Image-grounded pointing data:
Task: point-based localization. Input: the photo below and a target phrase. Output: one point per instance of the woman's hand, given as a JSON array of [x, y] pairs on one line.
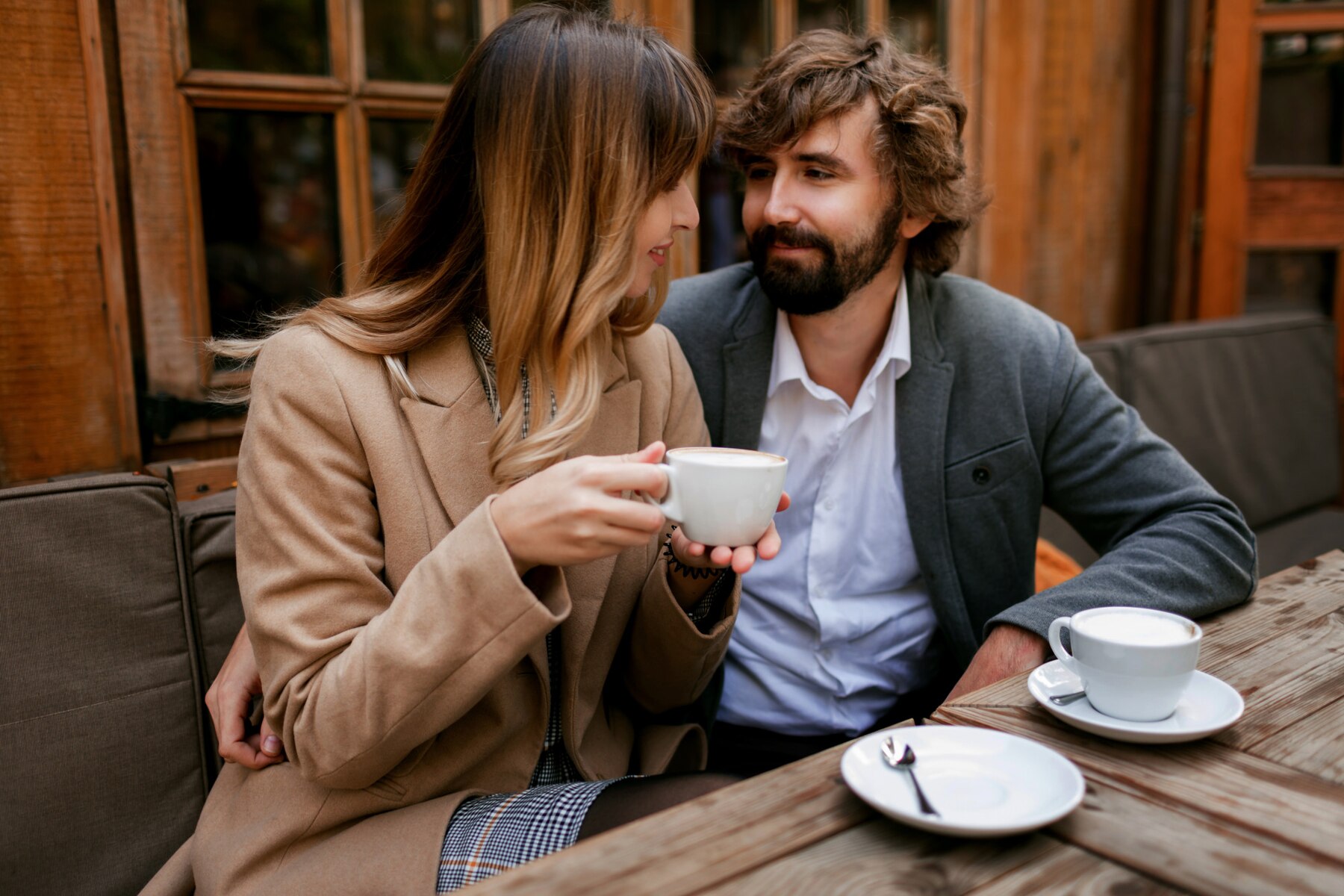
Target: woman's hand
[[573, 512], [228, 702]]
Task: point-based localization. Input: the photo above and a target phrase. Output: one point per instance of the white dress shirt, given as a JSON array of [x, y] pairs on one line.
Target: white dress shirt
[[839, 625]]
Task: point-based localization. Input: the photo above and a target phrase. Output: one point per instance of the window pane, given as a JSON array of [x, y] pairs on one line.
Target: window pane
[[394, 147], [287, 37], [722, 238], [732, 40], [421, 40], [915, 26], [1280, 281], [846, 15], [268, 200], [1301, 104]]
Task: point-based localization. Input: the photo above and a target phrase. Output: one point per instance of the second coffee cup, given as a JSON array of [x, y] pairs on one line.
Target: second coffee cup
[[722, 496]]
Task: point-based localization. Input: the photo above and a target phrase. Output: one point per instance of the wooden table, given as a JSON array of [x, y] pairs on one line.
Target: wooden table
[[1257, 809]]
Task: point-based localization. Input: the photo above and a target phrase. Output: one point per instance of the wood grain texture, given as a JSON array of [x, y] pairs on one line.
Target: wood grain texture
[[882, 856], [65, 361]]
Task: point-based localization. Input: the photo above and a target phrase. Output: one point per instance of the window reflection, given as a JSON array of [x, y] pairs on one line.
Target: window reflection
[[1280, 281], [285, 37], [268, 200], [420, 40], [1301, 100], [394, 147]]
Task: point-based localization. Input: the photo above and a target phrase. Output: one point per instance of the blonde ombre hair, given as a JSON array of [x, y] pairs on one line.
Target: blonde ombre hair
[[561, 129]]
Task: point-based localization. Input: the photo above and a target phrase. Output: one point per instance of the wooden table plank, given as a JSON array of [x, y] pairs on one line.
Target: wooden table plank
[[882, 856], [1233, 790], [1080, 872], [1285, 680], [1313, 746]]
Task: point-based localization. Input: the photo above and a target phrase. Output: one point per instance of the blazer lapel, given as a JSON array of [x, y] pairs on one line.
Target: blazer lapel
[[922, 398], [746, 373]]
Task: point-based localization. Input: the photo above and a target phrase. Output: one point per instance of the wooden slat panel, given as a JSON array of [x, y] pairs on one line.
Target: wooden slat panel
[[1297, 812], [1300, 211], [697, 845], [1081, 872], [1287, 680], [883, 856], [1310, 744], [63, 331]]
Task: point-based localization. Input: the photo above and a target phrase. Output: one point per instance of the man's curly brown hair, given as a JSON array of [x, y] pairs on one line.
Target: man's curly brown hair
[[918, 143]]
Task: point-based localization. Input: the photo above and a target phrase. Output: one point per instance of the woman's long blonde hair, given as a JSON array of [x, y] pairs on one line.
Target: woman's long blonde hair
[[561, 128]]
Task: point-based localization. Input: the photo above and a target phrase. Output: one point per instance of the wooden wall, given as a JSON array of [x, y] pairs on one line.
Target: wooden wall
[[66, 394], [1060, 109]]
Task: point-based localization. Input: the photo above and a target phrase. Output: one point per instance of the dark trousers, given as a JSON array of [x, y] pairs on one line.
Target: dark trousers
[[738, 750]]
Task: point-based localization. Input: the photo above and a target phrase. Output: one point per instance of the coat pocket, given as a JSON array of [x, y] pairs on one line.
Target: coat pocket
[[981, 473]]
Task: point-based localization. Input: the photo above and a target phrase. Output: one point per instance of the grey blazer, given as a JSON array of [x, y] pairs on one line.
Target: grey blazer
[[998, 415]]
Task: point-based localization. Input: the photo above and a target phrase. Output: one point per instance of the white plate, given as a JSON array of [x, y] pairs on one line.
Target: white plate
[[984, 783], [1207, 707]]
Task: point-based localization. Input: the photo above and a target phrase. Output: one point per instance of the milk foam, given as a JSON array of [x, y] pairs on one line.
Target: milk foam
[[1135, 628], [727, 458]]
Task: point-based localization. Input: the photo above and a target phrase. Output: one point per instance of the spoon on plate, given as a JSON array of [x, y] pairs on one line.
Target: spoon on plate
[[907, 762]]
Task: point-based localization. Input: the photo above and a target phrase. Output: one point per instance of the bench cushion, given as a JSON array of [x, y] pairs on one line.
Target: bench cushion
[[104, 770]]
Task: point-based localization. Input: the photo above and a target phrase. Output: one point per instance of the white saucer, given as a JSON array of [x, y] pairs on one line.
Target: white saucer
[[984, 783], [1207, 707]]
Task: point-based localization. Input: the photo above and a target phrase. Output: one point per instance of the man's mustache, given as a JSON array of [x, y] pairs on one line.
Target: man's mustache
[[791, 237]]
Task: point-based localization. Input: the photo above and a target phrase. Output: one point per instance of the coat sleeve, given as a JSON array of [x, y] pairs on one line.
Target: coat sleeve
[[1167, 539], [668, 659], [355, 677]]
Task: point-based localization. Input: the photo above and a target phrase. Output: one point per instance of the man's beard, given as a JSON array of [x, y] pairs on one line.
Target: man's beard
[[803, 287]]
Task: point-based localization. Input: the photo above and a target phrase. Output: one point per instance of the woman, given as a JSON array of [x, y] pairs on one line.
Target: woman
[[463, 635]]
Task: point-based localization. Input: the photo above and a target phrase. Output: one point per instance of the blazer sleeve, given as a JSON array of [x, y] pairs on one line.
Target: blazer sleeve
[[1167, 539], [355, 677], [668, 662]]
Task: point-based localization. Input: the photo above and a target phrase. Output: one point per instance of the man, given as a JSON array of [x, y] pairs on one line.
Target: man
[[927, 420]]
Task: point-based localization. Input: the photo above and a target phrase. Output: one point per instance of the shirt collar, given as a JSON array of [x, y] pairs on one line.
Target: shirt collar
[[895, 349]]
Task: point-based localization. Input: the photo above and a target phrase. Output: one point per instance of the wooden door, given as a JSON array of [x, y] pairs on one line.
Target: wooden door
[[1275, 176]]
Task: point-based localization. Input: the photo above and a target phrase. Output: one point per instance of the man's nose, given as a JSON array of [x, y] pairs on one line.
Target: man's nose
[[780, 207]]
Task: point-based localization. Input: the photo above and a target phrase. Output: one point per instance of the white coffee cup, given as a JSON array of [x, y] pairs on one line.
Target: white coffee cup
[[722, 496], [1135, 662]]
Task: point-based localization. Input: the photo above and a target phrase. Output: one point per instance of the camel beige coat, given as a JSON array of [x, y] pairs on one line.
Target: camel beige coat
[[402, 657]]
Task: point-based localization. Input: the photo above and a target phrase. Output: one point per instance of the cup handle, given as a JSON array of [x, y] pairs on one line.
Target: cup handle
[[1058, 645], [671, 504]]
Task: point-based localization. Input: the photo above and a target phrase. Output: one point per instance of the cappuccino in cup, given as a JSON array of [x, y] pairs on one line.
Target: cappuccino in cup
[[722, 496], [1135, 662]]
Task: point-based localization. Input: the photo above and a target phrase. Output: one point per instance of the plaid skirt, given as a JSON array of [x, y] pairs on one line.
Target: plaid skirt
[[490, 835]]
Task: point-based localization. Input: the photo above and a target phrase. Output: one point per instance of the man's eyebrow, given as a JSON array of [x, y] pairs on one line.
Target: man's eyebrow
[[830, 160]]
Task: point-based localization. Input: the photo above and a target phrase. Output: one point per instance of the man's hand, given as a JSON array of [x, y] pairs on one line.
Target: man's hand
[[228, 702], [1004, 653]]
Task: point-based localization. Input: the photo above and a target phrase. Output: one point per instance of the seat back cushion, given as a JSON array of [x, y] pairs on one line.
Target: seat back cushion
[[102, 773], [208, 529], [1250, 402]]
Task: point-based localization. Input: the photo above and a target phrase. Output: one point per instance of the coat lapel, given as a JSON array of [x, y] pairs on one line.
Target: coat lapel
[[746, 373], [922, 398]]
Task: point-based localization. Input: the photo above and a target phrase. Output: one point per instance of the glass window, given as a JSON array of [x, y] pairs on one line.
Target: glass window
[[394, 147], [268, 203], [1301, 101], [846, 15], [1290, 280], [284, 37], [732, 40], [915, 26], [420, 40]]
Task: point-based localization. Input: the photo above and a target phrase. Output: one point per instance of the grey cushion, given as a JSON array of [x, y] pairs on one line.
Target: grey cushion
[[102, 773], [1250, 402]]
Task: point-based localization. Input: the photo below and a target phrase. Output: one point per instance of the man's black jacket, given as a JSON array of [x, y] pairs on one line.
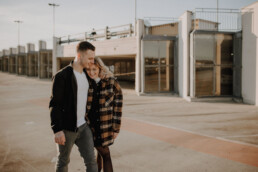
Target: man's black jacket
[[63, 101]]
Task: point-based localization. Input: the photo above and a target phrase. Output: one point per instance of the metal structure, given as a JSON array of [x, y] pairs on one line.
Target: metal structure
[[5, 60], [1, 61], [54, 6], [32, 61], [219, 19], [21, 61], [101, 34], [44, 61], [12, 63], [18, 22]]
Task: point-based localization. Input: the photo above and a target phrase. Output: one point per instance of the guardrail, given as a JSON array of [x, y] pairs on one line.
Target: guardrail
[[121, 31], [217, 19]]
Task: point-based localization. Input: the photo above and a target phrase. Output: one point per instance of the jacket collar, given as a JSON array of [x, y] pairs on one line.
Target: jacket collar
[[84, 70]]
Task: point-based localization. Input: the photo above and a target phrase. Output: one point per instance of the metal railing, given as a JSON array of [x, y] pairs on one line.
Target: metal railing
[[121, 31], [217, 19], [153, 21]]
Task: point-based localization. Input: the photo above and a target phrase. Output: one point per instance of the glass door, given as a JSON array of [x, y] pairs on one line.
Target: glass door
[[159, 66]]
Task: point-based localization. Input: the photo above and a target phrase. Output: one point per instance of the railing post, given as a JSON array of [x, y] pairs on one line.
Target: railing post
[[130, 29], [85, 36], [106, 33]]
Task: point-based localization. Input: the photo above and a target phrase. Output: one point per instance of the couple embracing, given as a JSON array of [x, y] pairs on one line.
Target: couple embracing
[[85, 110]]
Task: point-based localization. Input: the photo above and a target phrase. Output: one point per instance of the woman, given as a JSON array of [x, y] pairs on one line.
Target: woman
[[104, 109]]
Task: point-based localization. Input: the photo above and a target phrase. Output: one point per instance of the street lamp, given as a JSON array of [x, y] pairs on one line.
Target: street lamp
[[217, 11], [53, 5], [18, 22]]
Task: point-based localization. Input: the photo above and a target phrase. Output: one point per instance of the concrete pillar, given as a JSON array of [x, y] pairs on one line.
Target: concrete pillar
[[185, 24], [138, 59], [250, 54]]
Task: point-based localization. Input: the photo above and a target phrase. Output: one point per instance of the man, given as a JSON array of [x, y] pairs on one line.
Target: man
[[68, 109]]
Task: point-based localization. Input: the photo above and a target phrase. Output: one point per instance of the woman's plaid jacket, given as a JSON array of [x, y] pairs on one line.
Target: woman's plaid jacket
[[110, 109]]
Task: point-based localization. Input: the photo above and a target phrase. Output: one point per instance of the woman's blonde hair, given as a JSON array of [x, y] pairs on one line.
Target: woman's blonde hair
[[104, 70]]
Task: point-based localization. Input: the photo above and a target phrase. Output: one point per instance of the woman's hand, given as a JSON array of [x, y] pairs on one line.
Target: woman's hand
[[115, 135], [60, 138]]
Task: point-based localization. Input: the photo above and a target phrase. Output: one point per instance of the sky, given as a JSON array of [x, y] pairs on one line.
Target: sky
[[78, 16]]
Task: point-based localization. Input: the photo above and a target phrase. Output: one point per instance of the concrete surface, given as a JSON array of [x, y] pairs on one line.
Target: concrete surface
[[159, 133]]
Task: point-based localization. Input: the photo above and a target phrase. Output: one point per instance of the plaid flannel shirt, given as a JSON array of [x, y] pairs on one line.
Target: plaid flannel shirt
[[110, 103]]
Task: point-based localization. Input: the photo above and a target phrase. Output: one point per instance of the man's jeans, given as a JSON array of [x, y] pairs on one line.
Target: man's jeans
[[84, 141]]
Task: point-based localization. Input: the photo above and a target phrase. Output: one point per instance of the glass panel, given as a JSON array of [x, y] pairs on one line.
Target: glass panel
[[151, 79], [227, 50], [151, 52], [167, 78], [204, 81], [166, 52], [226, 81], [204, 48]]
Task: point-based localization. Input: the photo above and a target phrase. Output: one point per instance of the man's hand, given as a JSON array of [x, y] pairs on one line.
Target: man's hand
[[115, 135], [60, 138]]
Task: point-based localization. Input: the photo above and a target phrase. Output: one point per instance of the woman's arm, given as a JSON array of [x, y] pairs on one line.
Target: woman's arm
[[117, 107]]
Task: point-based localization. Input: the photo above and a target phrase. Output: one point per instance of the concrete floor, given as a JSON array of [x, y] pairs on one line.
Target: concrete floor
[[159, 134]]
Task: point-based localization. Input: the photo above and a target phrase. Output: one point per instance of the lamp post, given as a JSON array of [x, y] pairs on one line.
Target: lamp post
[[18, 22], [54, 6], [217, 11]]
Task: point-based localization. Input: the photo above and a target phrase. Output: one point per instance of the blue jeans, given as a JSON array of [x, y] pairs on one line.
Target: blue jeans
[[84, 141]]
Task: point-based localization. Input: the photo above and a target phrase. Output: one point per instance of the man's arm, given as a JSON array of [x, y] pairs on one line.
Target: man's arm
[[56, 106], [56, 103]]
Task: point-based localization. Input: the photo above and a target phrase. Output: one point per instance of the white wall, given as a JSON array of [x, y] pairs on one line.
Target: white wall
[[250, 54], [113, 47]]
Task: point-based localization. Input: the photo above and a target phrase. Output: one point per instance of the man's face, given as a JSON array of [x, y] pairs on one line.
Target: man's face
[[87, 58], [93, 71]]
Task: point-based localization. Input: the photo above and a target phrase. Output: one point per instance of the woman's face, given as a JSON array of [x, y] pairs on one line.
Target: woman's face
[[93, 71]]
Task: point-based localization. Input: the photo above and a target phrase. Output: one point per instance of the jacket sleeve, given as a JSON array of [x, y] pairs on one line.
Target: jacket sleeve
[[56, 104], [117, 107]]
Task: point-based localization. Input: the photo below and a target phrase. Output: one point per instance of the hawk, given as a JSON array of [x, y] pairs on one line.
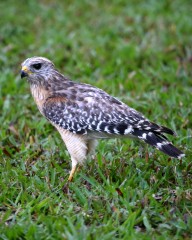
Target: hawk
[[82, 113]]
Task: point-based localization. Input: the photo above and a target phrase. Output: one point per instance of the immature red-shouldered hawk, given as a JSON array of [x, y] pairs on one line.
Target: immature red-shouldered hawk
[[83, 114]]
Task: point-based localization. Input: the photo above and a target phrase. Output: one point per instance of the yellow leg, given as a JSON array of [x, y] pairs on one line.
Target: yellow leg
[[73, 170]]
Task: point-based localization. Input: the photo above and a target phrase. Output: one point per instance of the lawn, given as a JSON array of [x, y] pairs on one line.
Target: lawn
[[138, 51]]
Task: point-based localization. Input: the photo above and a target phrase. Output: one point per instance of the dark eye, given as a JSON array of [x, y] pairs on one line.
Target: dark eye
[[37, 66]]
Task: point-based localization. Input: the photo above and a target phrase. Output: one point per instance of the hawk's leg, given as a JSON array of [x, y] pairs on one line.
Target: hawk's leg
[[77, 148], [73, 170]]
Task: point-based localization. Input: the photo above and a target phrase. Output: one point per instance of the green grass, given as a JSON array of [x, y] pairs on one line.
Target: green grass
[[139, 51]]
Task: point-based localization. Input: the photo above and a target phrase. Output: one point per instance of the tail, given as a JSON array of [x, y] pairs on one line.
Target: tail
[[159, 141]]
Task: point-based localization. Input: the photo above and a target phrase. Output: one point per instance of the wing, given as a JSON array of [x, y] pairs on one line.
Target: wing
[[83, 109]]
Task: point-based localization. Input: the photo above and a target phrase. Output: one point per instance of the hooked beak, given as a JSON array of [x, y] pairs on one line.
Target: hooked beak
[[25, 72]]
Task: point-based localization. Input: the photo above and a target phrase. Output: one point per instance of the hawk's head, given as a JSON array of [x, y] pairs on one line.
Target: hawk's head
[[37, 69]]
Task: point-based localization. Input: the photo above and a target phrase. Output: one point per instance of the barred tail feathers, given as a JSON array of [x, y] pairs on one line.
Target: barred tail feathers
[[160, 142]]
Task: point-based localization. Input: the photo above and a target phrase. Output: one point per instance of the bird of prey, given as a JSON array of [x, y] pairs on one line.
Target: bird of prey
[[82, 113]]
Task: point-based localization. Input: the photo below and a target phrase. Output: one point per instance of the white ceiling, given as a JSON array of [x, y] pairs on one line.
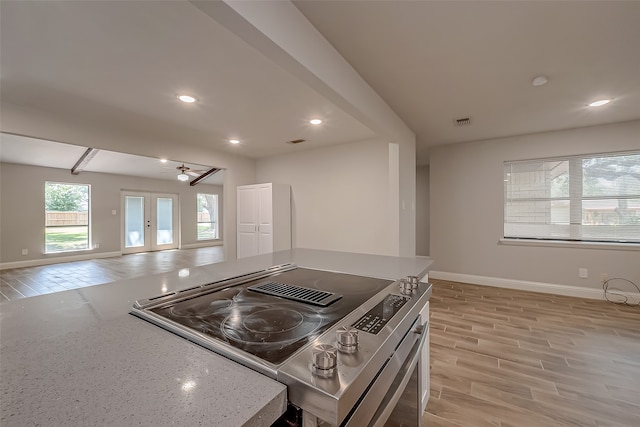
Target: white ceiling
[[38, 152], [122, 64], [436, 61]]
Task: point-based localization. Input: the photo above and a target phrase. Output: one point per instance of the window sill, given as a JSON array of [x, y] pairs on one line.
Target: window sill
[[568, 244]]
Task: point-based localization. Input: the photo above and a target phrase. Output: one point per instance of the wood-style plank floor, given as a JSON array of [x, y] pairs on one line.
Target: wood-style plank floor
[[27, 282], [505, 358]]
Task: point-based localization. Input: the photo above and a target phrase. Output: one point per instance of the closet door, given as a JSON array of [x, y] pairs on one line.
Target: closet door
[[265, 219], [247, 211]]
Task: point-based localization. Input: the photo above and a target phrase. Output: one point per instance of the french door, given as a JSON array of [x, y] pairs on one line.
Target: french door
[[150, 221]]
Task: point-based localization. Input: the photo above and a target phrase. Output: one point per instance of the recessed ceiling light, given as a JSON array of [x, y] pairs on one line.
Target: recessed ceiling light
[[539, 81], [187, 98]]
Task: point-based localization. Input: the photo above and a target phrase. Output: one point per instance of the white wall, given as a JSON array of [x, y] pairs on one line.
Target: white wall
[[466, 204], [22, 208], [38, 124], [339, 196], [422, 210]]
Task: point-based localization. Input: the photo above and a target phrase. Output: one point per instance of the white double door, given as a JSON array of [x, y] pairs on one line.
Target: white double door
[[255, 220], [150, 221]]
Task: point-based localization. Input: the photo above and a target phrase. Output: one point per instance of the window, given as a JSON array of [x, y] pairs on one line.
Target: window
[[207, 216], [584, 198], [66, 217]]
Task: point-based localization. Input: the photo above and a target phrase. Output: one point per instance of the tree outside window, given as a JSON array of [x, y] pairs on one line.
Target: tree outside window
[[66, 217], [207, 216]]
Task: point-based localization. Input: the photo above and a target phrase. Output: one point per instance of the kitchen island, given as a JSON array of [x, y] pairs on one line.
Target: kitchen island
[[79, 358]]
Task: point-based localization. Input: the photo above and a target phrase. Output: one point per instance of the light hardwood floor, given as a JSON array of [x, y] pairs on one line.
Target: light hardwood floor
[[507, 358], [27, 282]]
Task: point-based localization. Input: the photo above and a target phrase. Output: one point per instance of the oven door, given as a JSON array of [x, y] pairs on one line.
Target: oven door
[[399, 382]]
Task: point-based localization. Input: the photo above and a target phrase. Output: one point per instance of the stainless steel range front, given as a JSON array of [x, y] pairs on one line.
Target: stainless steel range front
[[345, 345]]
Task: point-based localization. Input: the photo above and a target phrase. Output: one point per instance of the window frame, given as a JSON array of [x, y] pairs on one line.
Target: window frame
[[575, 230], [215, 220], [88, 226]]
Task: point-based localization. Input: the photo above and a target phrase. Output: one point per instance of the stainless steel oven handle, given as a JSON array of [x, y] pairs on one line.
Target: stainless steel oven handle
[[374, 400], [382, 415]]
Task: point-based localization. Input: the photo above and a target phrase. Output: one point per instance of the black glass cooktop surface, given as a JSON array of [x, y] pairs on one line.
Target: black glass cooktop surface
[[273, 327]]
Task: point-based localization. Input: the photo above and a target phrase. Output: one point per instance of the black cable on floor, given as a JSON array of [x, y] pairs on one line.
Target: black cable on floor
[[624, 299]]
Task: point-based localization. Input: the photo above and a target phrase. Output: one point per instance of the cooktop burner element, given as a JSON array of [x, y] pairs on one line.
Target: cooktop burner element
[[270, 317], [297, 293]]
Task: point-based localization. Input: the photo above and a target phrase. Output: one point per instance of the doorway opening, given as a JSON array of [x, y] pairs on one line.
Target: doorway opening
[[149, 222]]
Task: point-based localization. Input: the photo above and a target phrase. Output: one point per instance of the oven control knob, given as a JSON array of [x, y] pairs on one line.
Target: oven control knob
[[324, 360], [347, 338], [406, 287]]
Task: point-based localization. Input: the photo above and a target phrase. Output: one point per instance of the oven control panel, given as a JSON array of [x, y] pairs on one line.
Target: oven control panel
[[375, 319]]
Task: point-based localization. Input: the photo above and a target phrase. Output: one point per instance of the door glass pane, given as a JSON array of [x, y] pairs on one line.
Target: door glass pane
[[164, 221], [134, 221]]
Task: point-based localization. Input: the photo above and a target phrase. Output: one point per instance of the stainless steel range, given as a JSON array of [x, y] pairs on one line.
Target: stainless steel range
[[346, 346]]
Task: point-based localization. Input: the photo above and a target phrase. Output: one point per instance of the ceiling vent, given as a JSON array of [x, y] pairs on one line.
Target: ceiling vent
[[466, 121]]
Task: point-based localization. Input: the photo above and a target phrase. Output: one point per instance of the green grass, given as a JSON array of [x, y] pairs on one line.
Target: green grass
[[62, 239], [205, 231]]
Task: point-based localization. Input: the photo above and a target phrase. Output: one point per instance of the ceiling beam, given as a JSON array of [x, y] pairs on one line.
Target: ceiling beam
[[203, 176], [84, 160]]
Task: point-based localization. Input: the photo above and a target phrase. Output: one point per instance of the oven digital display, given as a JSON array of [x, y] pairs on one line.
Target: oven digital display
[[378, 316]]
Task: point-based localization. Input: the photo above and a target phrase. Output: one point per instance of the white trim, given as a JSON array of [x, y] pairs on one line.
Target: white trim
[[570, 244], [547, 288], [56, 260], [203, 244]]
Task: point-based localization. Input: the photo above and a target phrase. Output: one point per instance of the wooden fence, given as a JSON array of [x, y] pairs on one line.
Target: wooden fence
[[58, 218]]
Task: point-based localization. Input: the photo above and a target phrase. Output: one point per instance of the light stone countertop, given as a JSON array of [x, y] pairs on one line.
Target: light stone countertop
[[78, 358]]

> _Goal of the exercise_: Among the entries above, count the lines that contain the word "below" and give the number by itself.

> _Task response_: 4